WORK TASK:
What follows is a set of records; restate each one word for word and drop the pictures.

RECORDED INFORMATION:
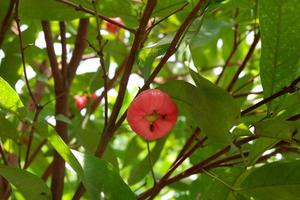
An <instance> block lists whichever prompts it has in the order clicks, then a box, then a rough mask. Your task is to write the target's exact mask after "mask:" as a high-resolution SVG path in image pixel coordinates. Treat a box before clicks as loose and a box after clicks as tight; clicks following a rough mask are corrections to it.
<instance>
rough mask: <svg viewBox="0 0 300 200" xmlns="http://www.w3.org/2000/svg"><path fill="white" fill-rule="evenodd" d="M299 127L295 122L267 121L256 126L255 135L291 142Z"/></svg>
mask: <svg viewBox="0 0 300 200" xmlns="http://www.w3.org/2000/svg"><path fill="white" fill-rule="evenodd" d="M296 129H297V126H296V124H295V123H294V122H290V121H283V120H275V119H272V120H266V121H262V122H259V123H257V124H256V125H255V134H256V135H258V136H263V137H270V138H275V139H281V140H291V139H292V134H293V132H294V131H296Z"/></svg>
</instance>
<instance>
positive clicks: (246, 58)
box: [227, 32, 260, 91]
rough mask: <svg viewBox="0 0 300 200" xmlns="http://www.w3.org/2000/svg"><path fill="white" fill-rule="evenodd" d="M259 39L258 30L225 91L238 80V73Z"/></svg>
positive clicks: (244, 64) (258, 41)
mask: <svg viewBox="0 0 300 200" xmlns="http://www.w3.org/2000/svg"><path fill="white" fill-rule="evenodd" d="M259 40H260V33H259V32H258V33H257V34H255V36H254V40H253V42H252V44H251V46H250V48H249V50H248V53H247V55H246V57H245V58H244V60H243V62H242V64H241V65H240V67H239V68H238V70H237V71H236V73H235V74H234V76H233V78H232V80H231V81H230V83H229V85H228V87H227V91H231V90H232V89H233V86H234V84H235V83H236V81H237V80H238V78H239V75H240V73H241V72H242V71H243V70H244V68H245V67H246V65H247V63H248V61H249V60H250V58H251V57H252V54H253V53H254V50H255V47H256V45H257V43H258V42H259Z"/></svg>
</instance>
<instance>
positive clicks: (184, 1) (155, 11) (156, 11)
mask: <svg viewBox="0 0 300 200" xmlns="http://www.w3.org/2000/svg"><path fill="white" fill-rule="evenodd" d="M185 3H187V0H163V1H158V2H157V5H156V6H155V9H154V11H153V16H156V17H166V16H168V15H169V14H170V13H172V12H174V11H175V10H177V9H179V8H181V7H182V6H183V5H184V4H185Z"/></svg>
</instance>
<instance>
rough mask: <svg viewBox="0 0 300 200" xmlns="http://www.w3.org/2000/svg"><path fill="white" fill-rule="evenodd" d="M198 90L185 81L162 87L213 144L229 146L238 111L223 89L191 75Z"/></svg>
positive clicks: (209, 82)
mask: <svg viewBox="0 0 300 200" xmlns="http://www.w3.org/2000/svg"><path fill="white" fill-rule="evenodd" d="M191 73H192V76H193V79H194V81H195V82H196V84H197V86H198V87H195V86H193V85H191V84H189V83H187V82H184V81H170V82H168V83H166V84H165V85H163V86H162V87H161V89H162V90H165V91H166V92H168V93H169V95H171V97H173V98H174V100H175V101H176V102H177V104H178V106H179V108H181V109H180V110H181V111H182V112H185V115H186V116H187V117H188V118H192V119H193V121H194V123H195V124H196V125H198V126H199V127H200V128H201V129H202V130H203V131H204V133H205V134H206V135H207V136H208V137H209V139H212V140H214V141H216V142H220V143H230V134H229V130H230V128H231V127H232V125H233V124H234V122H235V120H236V119H237V118H238V115H239V107H238V106H237V105H236V102H235V101H234V99H233V98H232V97H231V96H230V95H229V94H228V93H227V92H225V91H224V90H223V89H221V88H219V87H217V86H215V85H214V84H212V83H211V82H209V81H208V80H206V79H204V78H202V77H200V76H199V75H197V74H196V73H195V72H191Z"/></svg>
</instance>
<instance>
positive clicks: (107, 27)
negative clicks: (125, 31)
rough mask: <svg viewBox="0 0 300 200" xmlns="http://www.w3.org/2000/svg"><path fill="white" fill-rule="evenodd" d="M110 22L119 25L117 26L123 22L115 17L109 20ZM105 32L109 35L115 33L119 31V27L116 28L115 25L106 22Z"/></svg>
mask: <svg viewBox="0 0 300 200" xmlns="http://www.w3.org/2000/svg"><path fill="white" fill-rule="evenodd" d="M111 20H113V21H115V22H117V23H119V24H123V20H122V19H121V18H120V17H115V18H111ZM106 30H107V31H108V32H110V33H114V34H115V33H117V32H119V30H120V27H118V26H117V25H115V24H112V23H110V22H106Z"/></svg>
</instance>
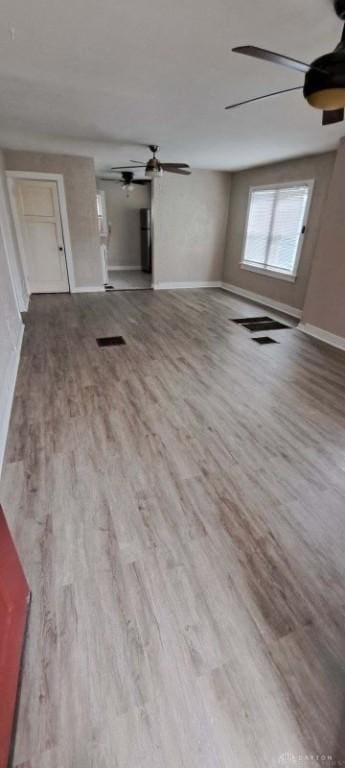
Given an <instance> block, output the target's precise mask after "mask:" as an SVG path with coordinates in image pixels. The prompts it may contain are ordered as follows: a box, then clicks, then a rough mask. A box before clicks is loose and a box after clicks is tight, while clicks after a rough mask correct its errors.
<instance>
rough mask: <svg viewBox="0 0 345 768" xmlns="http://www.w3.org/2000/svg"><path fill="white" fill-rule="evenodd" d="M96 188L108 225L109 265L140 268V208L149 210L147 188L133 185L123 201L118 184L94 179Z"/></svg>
mask: <svg viewBox="0 0 345 768" xmlns="http://www.w3.org/2000/svg"><path fill="white" fill-rule="evenodd" d="M97 188H98V189H103V190H104V192H105V197H106V206H107V219H108V223H109V224H111V234H110V236H109V241H108V264H109V265H115V266H127V267H128V266H138V265H139V266H140V261H141V252H140V214H139V210H140V208H149V206H150V190H149V185H148V184H145V185H139V184H135V185H134V190H133V192H131V193H130V195H129V197H126V195H125V193H124V191H123V190H122V189H121V184H117V183H116V182H115V181H104V180H103V179H97Z"/></svg>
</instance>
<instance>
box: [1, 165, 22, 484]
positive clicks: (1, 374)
mask: <svg viewBox="0 0 345 768" xmlns="http://www.w3.org/2000/svg"><path fill="white" fill-rule="evenodd" d="M0 185H1V191H3V189H5V190H6V187H5V172H4V162H3V155H2V152H1V151H0ZM9 216H10V214H9V208H8V199H7V200H4V198H3V197H2V195H1V203H0V371H1V375H0V471H1V464H2V459H3V454H4V449H5V442H6V436H7V428H8V421H9V417H10V411H11V403H12V396H13V391H14V385H15V378H16V371H17V364H18V357H19V350H20V342H21V334H22V328H23V324H22V320H21V317H20V314H19V310H18V306H17V301H16V291H15V286H14V280H13V275H12V276H11V271H10V259H12V257H13V255H14V257H15V258H16V255H17V254H16V242H15V241H14V240H13V239H12V234H11V226H12V224H11V221H10V219H9Z"/></svg>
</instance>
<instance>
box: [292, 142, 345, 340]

REPLY:
An <instance> block lists whichever prompts it has in the order clicks, then a box, then a rough mask. Your task is to write the target's exact mask after "mask:" as a high-resolution SVG path in image pixel coordinates. Treat a box before clicks as loose and a box after clicks as tight; clicks following a rough mask are corrections to it.
<instance>
rough mask: <svg viewBox="0 0 300 200" xmlns="http://www.w3.org/2000/svg"><path fill="white" fill-rule="evenodd" d="M299 127L295 122L267 121L256 126L255 135L291 142Z"/></svg>
mask: <svg viewBox="0 0 300 200" xmlns="http://www.w3.org/2000/svg"><path fill="white" fill-rule="evenodd" d="M296 129H297V126H296V124H295V123H294V122H290V121H283V120H275V119H272V120H266V121H262V122H259V123H257V124H256V125H255V134H256V135H258V136H263V137H270V138H275V139H281V140H291V139H292V134H293V132H294V131H296Z"/></svg>
</instance>
<instance>
positive clicks: (246, 58)
box: [227, 32, 260, 91]
rough mask: <svg viewBox="0 0 300 200" xmlns="http://www.w3.org/2000/svg"><path fill="white" fill-rule="evenodd" d="M259 39L258 30L225 91L238 80V73Z"/></svg>
positive clicks: (244, 64) (258, 41)
mask: <svg viewBox="0 0 300 200" xmlns="http://www.w3.org/2000/svg"><path fill="white" fill-rule="evenodd" d="M259 40H260V33H259V32H258V33H257V34H255V36H254V40H253V42H252V44H251V46H250V48H249V50H248V53H247V55H246V57H245V58H244V60H243V62H242V64H241V65H240V67H239V68H238V70H237V71H236V73H235V74H234V76H233V78H232V80H231V81H230V83H229V85H228V87H227V91H231V90H232V89H233V86H234V84H235V83H236V81H237V80H238V78H239V75H240V73H241V72H242V71H243V70H244V68H245V67H246V65H247V63H248V61H249V60H250V58H251V57H252V54H253V53H254V50H255V47H256V45H257V43H258V42H259Z"/></svg>
</instance>
<instance>
positive clicks: (184, 1) (155, 11) (156, 11)
mask: <svg viewBox="0 0 300 200" xmlns="http://www.w3.org/2000/svg"><path fill="white" fill-rule="evenodd" d="M185 3H187V0H163V1H158V2H157V5H156V6H155V9H154V11H153V16H156V17H166V16H168V15H169V14H170V13H172V12H174V11H175V10H177V9H179V8H181V7H182V6H183V5H184V4H185Z"/></svg>
</instance>
<instance>
rough mask: <svg viewBox="0 0 300 200" xmlns="http://www.w3.org/2000/svg"><path fill="white" fill-rule="evenodd" d="M198 90L185 81L162 87L213 144L229 146L238 111L223 89L191 75Z"/></svg>
positive clicks: (209, 82)
mask: <svg viewBox="0 0 300 200" xmlns="http://www.w3.org/2000/svg"><path fill="white" fill-rule="evenodd" d="M191 73H192V76H193V79H194V81H195V82H196V84H197V86H198V87H195V86H193V85H191V84H189V83H187V82H184V81H170V82H168V83H166V84H165V85H163V86H162V87H161V89H162V90H165V91H166V92H168V93H169V95H171V97H173V98H174V100H175V101H176V102H177V104H178V106H179V108H181V109H180V110H181V111H182V112H185V115H186V116H187V117H188V118H192V119H193V121H194V123H195V124H196V125H198V126H199V127H200V128H201V129H202V130H203V131H204V133H205V134H206V135H207V136H208V137H209V139H212V140H214V141H216V142H220V143H230V134H229V130H230V128H231V127H232V125H233V124H234V122H235V120H236V119H237V118H238V115H239V107H238V106H237V105H236V102H235V101H234V99H233V98H232V97H231V96H230V95H229V94H228V93H227V92H225V91H224V90H223V89H221V88H219V87H217V86H215V85H214V84H212V83H211V82H209V81H208V80H206V79H204V78H202V77H200V76H199V75H197V74H196V73H195V72H191Z"/></svg>
</instance>
<instance>
positive clicks: (107, 27)
negative clicks: (125, 31)
rough mask: <svg viewBox="0 0 300 200" xmlns="http://www.w3.org/2000/svg"><path fill="white" fill-rule="evenodd" d="M110 22L119 25L117 26L123 22L115 17L109 20ZM105 32L109 35L115 33L119 31V27L116 28L115 25L106 22Z"/></svg>
mask: <svg viewBox="0 0 300 200" xmlns="http://www.w3.org/2000/svg"><path fill="white" fill-rule="evenodd" d="M111 20H113V21H115V22H117V23H119V24H123V20H122V19H121V18H120V17H115V18H111ZM106 30H107V31H108V32H110V33H114V34H115V33H117V32H119V30H120V27H118V26H117V25H115V24H112V23H110V22H106Z"/></svg>
</instance>
Given an <instance> block, output the target's precise mask after "mask:" as an SVG path with coordinates in image pixels. The prompts it may contain are ordered as follows: a box, then clicks, then a rough mask. A box before clicks is loose and a box after clicks is tight, while clicks after a rough mask correct its errors.
<instance>
rough mask: <svg viewBox="0 0 345 768" xmlns="http://www.w3.org/2000/svg"><path fill="white" fill-rule="evenodd" d="M96 188L108 225L109 265L140 268V208L149 210L147 188L133 185L123 201L118 184L94 179Z"/></svg>
mask: <svg viewBox="0 0 345 768" xmlns="http://www.w3.org/2000/svg"><path fill="white" fill-rule="evenodd" d="M97 188H98V189H103V190H104V192H105V197H106V206H107V219H108V223H109V224H111V234H110V236H109V241H108V264H109V265H115V266H127V267H128V266H138V265H139V266H140V261H141V252H140V214H139V210H140V208H149V206H150V190H149V185H148V184H145V185H139V184H135V185H134V190H133V192H131V193H130V195H129V197H126V195H125V193H124V191H123V190H122V189H121V184H117V183H116V182H115V181H104V180H103V179H97Z"/></svg>
</instance>
<instance>
box: [1, 165, 22, 484]
positive clicks: (1, 374)
mask: <svg viewBox="0 0 345 768" xmlns="http://www.w3.org/2000/svg"><path fill="white" fill-rule="evenodd" d="M0 185H1V191H3V189H5V190H6V187H5V172H4V162H3V155H2V152H1V151H0ZM9 216H10V214H9V208H8V199H7V200H4V198H3V197H2V195H1V203H0V371H1V375H0V471H1V464H2V459H3V454H4V449H5V442H6V436H7V428H8V421H9V417H10V411H11V403H12V396H13V391H14V385H15V378H16V371H17V364H18V357H19V350H20V342H21V334H22V328H23V324H22V320H21V317H20V314H19V310H18V306H17V301H16V291H15V286H14V280H13V275H12V276H11V271H10V259H12V257H13V255H14V257H15V258H16V255H17V254H16V242H15V241H14V240H13V239H12V234H11V226H12V224H11V221H10V219H9Z"/></svg>
</instance>
<instance>
box: [292, 142, 345, 340]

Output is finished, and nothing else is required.